Top of Data shown

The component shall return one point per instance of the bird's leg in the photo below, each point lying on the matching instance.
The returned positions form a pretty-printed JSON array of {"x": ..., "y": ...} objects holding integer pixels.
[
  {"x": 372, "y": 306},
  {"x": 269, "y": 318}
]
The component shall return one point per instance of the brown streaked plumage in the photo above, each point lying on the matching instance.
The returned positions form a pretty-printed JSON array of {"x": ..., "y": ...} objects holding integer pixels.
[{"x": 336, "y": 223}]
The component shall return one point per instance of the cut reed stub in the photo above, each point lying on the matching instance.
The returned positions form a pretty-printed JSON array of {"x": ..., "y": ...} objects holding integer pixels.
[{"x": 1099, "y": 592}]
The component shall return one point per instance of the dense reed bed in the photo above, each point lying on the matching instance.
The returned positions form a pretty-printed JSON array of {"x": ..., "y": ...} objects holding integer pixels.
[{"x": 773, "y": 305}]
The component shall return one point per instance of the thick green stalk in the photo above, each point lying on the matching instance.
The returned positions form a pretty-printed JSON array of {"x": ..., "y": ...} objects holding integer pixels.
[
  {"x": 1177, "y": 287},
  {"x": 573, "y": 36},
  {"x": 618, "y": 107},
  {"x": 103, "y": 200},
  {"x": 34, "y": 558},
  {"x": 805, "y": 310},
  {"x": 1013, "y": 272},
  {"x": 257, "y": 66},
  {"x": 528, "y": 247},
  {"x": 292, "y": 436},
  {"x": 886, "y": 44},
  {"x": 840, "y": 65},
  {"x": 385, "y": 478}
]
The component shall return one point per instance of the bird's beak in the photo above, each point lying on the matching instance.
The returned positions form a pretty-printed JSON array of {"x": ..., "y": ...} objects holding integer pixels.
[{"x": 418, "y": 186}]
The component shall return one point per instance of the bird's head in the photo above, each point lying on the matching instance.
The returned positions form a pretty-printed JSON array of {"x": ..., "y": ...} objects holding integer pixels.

Bottom of Data shown

Send back each record exactly, and include them all.

» Your response:
The component shall return one point per instance of the bird's leg in the photo below, each point lying on the matching instance.
The returned positions form a pretty-printed JSON array of {"x": ..., "y": ...} objects holding integer pixels.
[
  {"x": 372, "y": 306},
  {"x": 269, "y": 318}
]
The component shall return one point per instance of the brown streaked plumage in the photo above, each point lying on the matching instance.
The returned positions form a pretty-printed JSON array of {"x": ..., "y": ...} objects holding integer pixels.
[{"x": 336, "y": 223}]
The component shall return one point per instance of the cut reed stub in the photo above, each point lying on the matching instance.
The returned positions form a pretty-printed JSON array of {"x": ..., "y": ...} objects holding integer pixels.
[{"x": 1099, "y": 592}]
The component shall return one point per instance of the dense reed bed in the photo above, each point lying on the matching instance.
The returned positions form a pretty-printed JSON array of {"x": ..., "y": ...} objects holding integer pixels.
[{"x": 773, "y": 305}]
The component shall return one point per instance of the thick green stalk in the photo above, each point lying on the matching instance.
The returned positions form a pretty-printed JSON array of {"x": ..., "y": ...} objects holding integer pixels.
[
  {"x": 1177, "y": 287},
  {"x": 573, "y": 36},
  {"x": 618, "y": 107},
  {"x": 103, "y": 200},
  {"x": 34, "y": 558},
  {"x": 805, "y": 310},
  {"x": 1013, "y": 272},
  {"x": 257, "y": 66},
  {"x": 528, "y": 247},
  {"x": 292, "y": 436},
  {"x": 886, "y": 44},
  {"x": 840, "y": 65},
  {"x": 385, "y": 478}
]
The component shall return one point per instance of the bird's beak in the photo above, each point lying on the matching instance.
The returned positions form a pretty-printed JSON array of {"x": ..., "y": ...} objects holding integer pixels.
[{"x": 418, "y": 186}]
The component shall return one point per instance of the bird's head in the photo above, each point lying on the matching instance.
The returned positions form a pretty-printed JSON array of {"x": ..., "y": ...} objects holding integer pixels.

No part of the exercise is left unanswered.